Goal
Pull out every line of the data below that contains the string "hand", and copy each one in full. Case counts, so only matching capitalization qualifies.

Rows from an object-pointing dataset
________________________________________
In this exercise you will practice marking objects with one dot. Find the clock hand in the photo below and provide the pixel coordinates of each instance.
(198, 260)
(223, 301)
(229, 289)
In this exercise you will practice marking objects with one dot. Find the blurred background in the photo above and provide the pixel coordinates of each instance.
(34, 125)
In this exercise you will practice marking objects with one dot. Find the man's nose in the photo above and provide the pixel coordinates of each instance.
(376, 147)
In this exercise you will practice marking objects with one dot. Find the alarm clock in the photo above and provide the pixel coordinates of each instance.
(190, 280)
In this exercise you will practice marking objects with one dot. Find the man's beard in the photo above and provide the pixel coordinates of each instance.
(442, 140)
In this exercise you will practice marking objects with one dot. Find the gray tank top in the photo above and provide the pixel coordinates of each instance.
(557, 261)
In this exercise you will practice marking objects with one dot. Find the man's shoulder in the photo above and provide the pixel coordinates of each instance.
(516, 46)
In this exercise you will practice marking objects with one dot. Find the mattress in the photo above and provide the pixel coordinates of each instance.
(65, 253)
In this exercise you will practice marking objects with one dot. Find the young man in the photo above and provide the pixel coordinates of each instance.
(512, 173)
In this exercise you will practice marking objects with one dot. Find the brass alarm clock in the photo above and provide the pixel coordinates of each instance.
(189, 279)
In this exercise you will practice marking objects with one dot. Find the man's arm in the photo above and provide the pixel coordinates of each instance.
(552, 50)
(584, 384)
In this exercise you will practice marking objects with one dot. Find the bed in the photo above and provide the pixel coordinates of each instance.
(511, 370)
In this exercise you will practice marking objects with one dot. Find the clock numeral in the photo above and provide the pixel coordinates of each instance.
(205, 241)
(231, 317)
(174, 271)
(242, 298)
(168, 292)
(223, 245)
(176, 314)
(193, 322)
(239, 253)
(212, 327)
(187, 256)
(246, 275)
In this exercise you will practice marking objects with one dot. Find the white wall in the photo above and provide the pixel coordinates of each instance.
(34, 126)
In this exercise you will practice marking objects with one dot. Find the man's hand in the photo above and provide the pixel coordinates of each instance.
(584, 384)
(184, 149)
________________________________________
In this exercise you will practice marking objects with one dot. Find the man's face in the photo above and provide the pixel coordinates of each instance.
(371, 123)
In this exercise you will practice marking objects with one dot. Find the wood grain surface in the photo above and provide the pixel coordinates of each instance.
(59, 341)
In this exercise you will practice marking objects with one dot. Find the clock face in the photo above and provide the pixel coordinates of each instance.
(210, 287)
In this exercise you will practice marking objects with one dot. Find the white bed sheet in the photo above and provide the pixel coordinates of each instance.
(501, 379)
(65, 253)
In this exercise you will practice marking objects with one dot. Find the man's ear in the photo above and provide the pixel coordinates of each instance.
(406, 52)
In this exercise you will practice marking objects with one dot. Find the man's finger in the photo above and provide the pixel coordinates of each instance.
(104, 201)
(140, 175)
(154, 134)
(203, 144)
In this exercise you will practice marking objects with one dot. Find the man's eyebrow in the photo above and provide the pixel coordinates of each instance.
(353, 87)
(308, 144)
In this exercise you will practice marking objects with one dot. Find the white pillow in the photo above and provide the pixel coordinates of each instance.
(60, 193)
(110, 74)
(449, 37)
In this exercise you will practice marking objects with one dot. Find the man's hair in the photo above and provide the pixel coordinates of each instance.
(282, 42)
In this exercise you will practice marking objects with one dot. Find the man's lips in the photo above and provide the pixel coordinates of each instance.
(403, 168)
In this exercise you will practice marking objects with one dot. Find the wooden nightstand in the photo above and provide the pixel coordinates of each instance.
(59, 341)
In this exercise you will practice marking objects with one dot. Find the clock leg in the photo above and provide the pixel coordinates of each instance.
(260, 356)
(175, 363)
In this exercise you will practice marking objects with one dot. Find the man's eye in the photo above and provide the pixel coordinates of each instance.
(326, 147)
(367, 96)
________________________________________
Correct answer
In this exercise you will practice marking objects with one dot. Find the clock hand in the photo below and provide the pixel coordinates of each instance.
In this exercise you will practice marking objects with one dot. Find the man's hand in the photo above and provide the pixel coordinates of each instance.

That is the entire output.